- PROVIDED TEXT -

National Alzheimer’s Disease Awareness Month 2011 ending: significant work ahead
As we close out National Alzheimer’s Disease Awareness Month, we need to be aware that we are still a long way from the goal of eliminating this brain-destroying disease. Many organizations have worked hard to increase public awareness about the serious threat that Alzheimer’s poses to our elders, their families and our national economy.
One of those organizations, the Alzheimer’s Foundation of America, presents us with these statistics:
- As many as 5.1 million Americans may have Alzheimer's disease.
- The incidence of the disease is rising in line with the aging population.
- Although Alzheimer's disease is not a normal part of aging, the risk of developing the illness rises with advanced age. Current research from the National Institute on Aging indicates that the prevalence of Alzheimer's disease doubles every five years beyond age 65.
- As our population ages, the disease impacts a greater percentage of Americans. The number of people age 65 and older will more than double between 2010 and 2050 to 88.5 million or 20 percent of the population; likewise, those 85 and older will rise three-fold, to 19 million, according to the U.S. Census Bureau.
- About a half million Americans younger than age 65 have some form of dementia, including Alzheimer's disease.
- One to four family members act as caregivers for each individual with Alzheimer's disease.
The human and financial cost of Alzheimer’s disease is threatening our nation’s health care system, as well as the financial and emotional health of families. The only defense is finding a way to prevent or cure the disease. To accomplish this, awareness and education, leading to funding for research, is necessary.
High profile people, such as recently diagnosed basketball legend Pat Summitt, have helped raise AD awareness. Summitt has drawn attention to early on-set AD, since she was diagnosed at age 59 (AD is generally considered early on-set if it is diagnosed before age 65). She now has set up a foundation for channeling funding for Alzheimer’s research at www.patsummitt.org.
Education nearly always leads to action. It’s human to think, “I really feel sorry for my neighbor’s mother. She has Alzheimer’s and it’s sad to see her decline.”
But when you read that a gifted, active person such as Summitt has been diagnosed with a disease that will likely shorten her stellar career, the prevalence of the disease becomes more real. People realize that the next diagnosis they hear about could be their spouse’s, their mom’s – or their own.
Don’t let Alzheimer’s disease fall off your radar. Keep after your political leaders to keep funding for AD a priority. It’s not only the humane thing to do – it’s the financially prudent option.

Dataset entries
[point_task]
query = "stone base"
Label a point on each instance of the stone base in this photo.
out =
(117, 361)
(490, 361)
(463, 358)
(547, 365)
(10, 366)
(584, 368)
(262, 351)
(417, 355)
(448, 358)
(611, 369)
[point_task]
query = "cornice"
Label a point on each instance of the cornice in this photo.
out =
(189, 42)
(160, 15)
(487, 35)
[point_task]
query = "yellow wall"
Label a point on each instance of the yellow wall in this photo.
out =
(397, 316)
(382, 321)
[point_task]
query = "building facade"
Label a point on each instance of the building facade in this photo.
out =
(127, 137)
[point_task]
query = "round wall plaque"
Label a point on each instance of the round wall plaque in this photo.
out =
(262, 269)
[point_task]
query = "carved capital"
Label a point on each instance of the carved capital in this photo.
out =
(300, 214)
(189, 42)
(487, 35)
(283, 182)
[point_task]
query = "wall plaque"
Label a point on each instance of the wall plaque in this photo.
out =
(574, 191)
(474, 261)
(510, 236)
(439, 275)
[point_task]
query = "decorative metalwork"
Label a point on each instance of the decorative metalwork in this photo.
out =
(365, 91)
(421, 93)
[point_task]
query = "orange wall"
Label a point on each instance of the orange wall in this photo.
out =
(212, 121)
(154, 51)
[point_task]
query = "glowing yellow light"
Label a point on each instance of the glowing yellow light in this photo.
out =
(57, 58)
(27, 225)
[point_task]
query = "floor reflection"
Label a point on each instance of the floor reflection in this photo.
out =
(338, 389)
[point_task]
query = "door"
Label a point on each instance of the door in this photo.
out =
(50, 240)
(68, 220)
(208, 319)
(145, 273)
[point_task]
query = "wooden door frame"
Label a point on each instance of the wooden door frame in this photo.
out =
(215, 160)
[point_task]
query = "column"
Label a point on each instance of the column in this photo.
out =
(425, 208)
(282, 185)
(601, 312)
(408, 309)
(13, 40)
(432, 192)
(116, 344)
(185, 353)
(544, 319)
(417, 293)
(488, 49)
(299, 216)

- TASK TO CARRY OUT -
Reproduce the portion of the Alzheimer's awareness article between "High profile people, such" and "research at www.patsummitt.org.", inclusive.

- TASK ANSWER -
High profile people, such as recently diagnosed basketball legend Pat Summitt, have helped raise AD awareness. Summitt has drawn attention to early on-set AD, since she was diagnosed at age 59 (AD is generally considered early on-set if it is diagnosed before age 65). She now has set up a foundation for channeling funding for Alzheimer’s research at www.patsummitt.org.